WHAT YOU ARE ASKED TO DO => If a record holds a picture, leave the picture out and copy everything else exactly.

== Segment start ==

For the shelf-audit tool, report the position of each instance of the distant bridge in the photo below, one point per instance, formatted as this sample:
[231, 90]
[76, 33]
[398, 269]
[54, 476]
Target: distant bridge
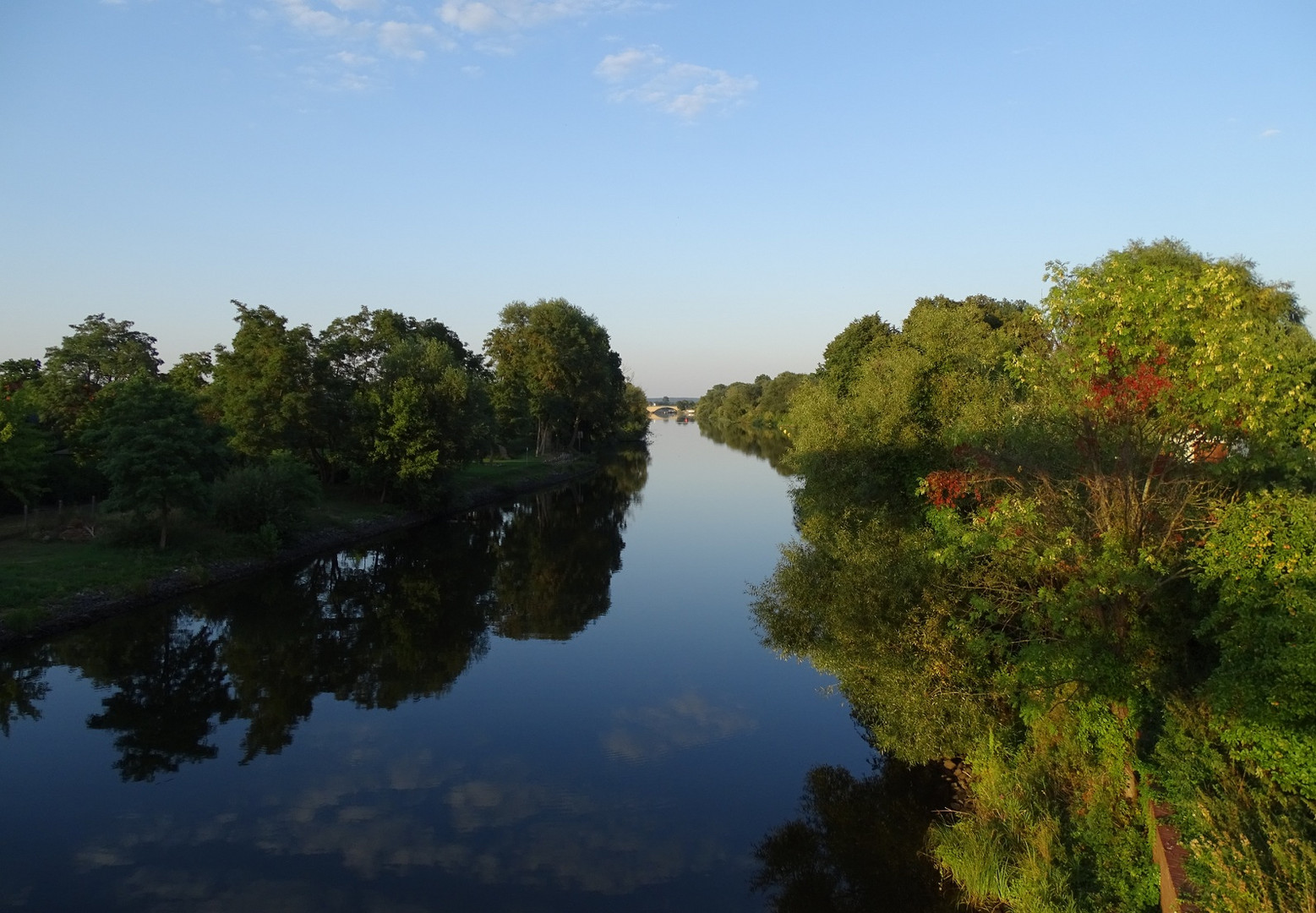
[663, 411]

== Segment end ==

TASK SOLUTION =>
For the shelf-audit tool, report the position of each instance of the distant bridge in the photo below, one point per instance, formatted as this sample:
[231, 90]
[76, 33]
[398, 269]
[54, 476]
Target: distant bridge
[663, 411]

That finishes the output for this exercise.